*EXERCISE OBJECTIVE*
Reproduce all of the data exactly.

>> begin SUPPLIED ENTRIES

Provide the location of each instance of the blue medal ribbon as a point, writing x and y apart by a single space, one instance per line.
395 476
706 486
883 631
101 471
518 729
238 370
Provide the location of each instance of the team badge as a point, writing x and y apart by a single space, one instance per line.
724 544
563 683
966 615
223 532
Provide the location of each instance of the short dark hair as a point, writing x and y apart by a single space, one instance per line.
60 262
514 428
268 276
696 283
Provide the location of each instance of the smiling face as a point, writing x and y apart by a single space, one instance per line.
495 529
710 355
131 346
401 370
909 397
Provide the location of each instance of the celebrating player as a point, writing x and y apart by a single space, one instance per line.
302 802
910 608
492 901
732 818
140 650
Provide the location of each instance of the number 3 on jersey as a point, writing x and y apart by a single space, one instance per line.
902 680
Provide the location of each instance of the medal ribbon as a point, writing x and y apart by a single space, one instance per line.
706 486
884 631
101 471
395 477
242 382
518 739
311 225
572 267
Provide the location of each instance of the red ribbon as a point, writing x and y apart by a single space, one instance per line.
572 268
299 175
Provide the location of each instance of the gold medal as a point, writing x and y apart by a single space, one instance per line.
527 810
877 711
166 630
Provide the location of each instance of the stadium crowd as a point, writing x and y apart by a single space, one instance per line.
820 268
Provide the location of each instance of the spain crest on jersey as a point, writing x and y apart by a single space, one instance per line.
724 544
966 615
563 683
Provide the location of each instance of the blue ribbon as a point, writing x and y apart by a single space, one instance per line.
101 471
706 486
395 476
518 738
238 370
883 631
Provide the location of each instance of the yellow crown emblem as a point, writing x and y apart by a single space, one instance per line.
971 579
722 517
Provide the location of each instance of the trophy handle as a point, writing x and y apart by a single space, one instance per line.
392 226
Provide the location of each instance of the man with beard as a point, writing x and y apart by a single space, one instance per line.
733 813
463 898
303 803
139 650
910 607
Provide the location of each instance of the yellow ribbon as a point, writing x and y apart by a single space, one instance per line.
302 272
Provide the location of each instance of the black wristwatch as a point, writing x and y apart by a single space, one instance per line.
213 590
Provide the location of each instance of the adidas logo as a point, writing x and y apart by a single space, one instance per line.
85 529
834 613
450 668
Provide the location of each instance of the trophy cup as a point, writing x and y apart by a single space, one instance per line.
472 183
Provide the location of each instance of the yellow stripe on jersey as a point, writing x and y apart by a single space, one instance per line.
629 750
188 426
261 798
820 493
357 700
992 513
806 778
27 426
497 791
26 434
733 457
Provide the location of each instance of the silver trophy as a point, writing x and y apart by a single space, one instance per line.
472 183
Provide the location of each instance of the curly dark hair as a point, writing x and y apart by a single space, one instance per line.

>> end SUPPLIED ENTRIES

*REPLY*
Provide the location of each instance of the blue medal ribbon as a point, writing x and y apart by a single space, one instance per line.
395 476
706 486
883 631
101 471
518 729
238 370
Provide the location of each instance of the team badge as a point, writing x and y apart by a single space, one instance per line.
724 544
563 683
966 615
223 532
Provide the location of each instance of the short dark hair as a point, writing x and y apart by a single space, one instance per line.
60 262
514 428
268 276
696 283
Provide the location of each instance of the smiling face as a point, writing x and y apart by a single space, one instance per line.
495 529
710 355
131 346
401 370
909 397
Provide the location of each instance of the celebrating player as a point, writing x and y apart by a single space, one instance per line.
302 802
910 608
492 901
732 818
140 650
Provide the location of each instance of the number 3 on jersey as a point, writing x and y apart by a single space, one instance per line.
902 680
Provide the location of each instance of the medal ribbon as a point, writing x and y apart by a single space, one instance per line.
706 486
884 631
101 471
395 477
242 382
518 739
311 225
572 267
Provide the location of each instance of the red ribbon as a point, writing x and y apart by a single space, one instance per line.
572 268
299 175
Provide the location of each instance of the gold medal as a point, writing x and y apart by a single space, one instance per line.
527 810
877 711
166 630
Provide the location of each instance of the stadium crowd as a point, writing x and y apart by a single space, one instance per line.
820 268
Provide the location of each instance of the spain crest on jersey as a point, writing x and y apart by a single space, one instance per line.
724 544
966 615
563 683
Provide the location of each instance of the blue ribbon as a point, writing x and y apart by a single space, one instance per line.
101 471
706 486
395 476
518 738
238 370
883 631
Provide the location of each instance of the yellow crown emblem as a point, writing x and y apart by a single space, one instance per line.
971 579
722 517
Provide the location of each instance of the trophy handle as a point, writing x and y apart by a single space, one instance per line.
392 226
Provide the location of each instance of the man with beard as a point, writing x and y apart by a single space, one instance per line.
733 813
463 898
303 803
139 650
910 607
Provide the location of each instance of the yellow ribbon as a point, writing x and y apart by a single space, one instance per line.
302 272
Provide the location of each instance of the black wristwatch as a point, writing x and y apart by a single space, one instance per line.
213 590
Provide the location of each instance of the adidas logo as a point, writing x and y apart by a single space, one instance per line.
85 529
834 613
450 668
Provide the location of each instance of the trophy cup as a point, writing x and y apart by a single space, one instance per line.
472 183
Provide the location of each instance of the yellow stripe on jersey as a point, writing x and y apart by a single space, one instance per line.
629 750
188 426
261 798
820 493
357 700
992 513
806 778
27 426
497 791
26 434
733 457
Provide the location of each instance of the silver trophy as a point, writing x and y apart by a single space, one instance per line.
472 183
Provide the location of each instance of the curly dark hair as a point, writing x and y apart by a single space, one instance per line.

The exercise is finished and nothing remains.